Rewrite the data from the line with "mark the region of every instance of the waterfront" up to and including the line with "182], [553, 177]]]", requests included, scaling every vertex coordinate in the answers by 2.6 and rounding each result to a whole number, with halves rounded up. Leave the pictures out of your answer.
##########
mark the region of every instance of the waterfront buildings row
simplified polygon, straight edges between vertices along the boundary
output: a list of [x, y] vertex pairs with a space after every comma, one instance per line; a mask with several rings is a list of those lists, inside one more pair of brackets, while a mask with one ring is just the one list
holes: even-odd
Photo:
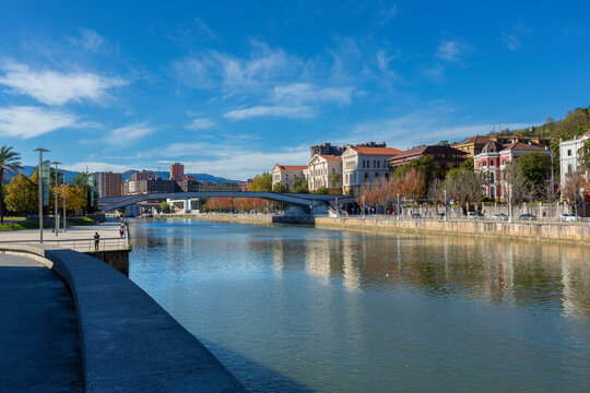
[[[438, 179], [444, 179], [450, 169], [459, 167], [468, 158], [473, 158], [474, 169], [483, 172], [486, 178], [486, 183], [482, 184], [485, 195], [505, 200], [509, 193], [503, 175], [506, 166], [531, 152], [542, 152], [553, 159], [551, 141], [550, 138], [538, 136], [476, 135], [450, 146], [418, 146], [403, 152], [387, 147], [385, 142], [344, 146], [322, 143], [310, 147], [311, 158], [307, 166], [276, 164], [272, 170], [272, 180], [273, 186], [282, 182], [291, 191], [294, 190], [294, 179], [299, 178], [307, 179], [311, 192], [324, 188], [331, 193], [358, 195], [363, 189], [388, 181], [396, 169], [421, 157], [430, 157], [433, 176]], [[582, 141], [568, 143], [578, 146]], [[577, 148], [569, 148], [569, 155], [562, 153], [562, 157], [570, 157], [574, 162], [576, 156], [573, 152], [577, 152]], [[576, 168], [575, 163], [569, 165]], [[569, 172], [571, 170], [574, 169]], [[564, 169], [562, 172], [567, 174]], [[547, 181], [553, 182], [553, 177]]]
##########
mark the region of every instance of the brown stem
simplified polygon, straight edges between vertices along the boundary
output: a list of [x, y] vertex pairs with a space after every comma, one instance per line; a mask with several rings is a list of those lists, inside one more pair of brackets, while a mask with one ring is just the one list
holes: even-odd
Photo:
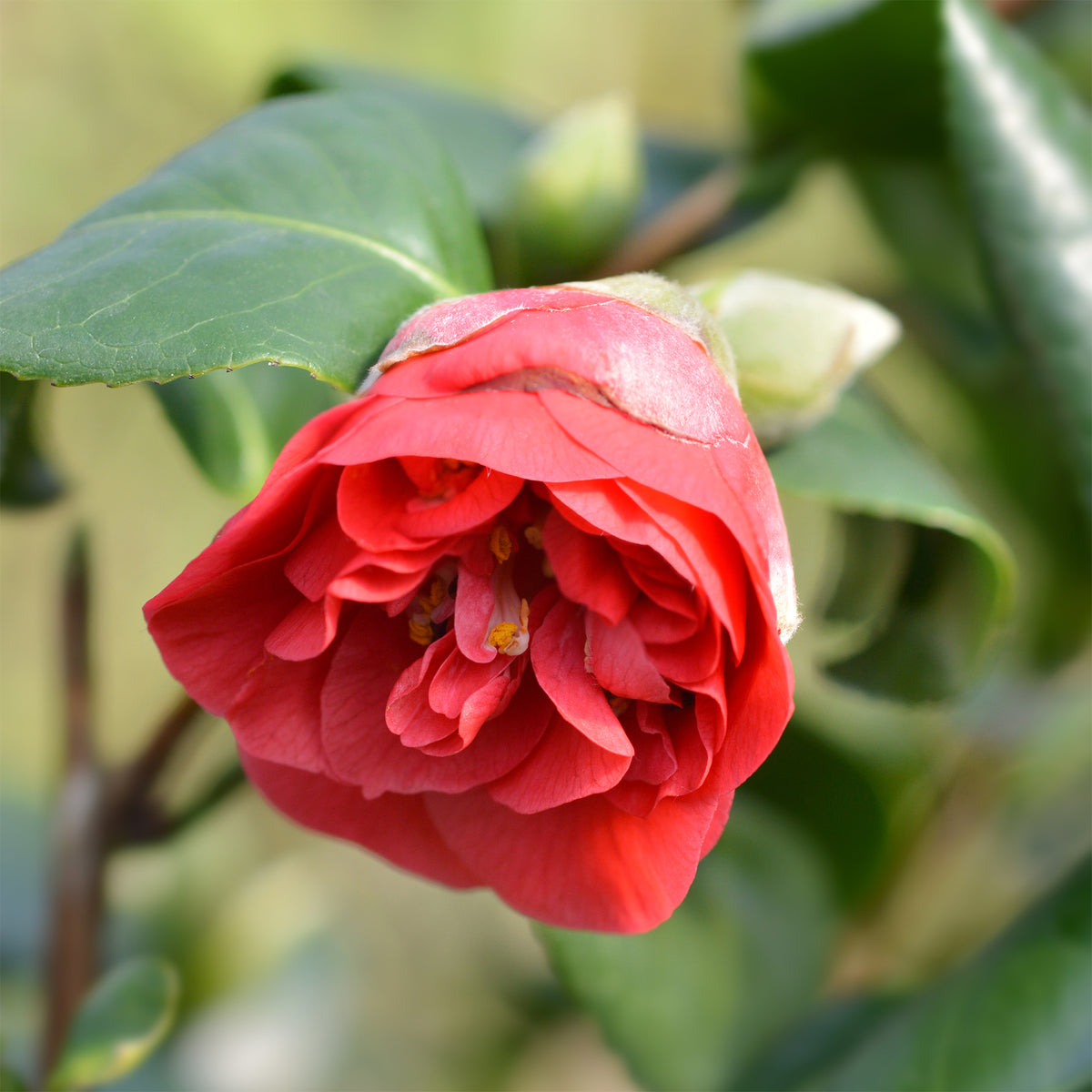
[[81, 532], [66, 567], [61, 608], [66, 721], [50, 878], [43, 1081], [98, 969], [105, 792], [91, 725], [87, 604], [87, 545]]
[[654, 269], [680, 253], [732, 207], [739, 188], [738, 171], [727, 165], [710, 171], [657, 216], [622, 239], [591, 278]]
##########
- [Exercise result]:
mark the region of every instance of the waterfront buildings row
simplified polygon, straight edges between vertices along the boundary
output: a list of [x, y] vertex pairs with a space after every comma, one instance per line; a mask with several rings is a list of those lists, inside one more pair of brackets, while a mask with one ring is just the one list
holes: even-odd
Photo:
[[[1139, 465], [1154, 465], [1170, 439], [1193, 434], [1217, 411], [1230, 411], [1232, 439], [1256, 447], [1264, 463], [1264, 476], [1253, 478], [1261, 507], [1313, 520], [1323, 502], [1308, 455], [1316, 432], [1381, 395], [1409, 395], [1438, 413], [1433, 367], [1430, 359], [1399, 354], [1238, 351], [1170, 380], [1087, 380], [1048, 395], [1006, 382], [1001, 369], [894, 380], [837, 372], [806, 382], [809, 411], [798, 432], [718, 426], [707, 442], [707, 468], [710, 484], [733, 473], [757, 497], [764, 494], [764, 465], [777, 463], [798, 465], [809, 499], [842, 489], [861, 502], [931, 507], [944, 491], [1009, 471], [1030, 439], [1095, 408], [1118, 408], [1126, 458]], [[1513, 367], [1477, 372], [1503, 380]], [[1500, 385], [1479, 385], [1479, 403], [1461, 398], [1461, 408], [1482, 408], [1492, 421], [1498, 406], [1490, 395], [1500, 395]], [[1498, 437], [1495, 424], [1479, 429]], [[1479, 447], [1485, 442], [1492, 439]], [[1466, 439], [1461, 447], [1474, 452]], [[1422, 471], [1438, 473], [1438, 460]]]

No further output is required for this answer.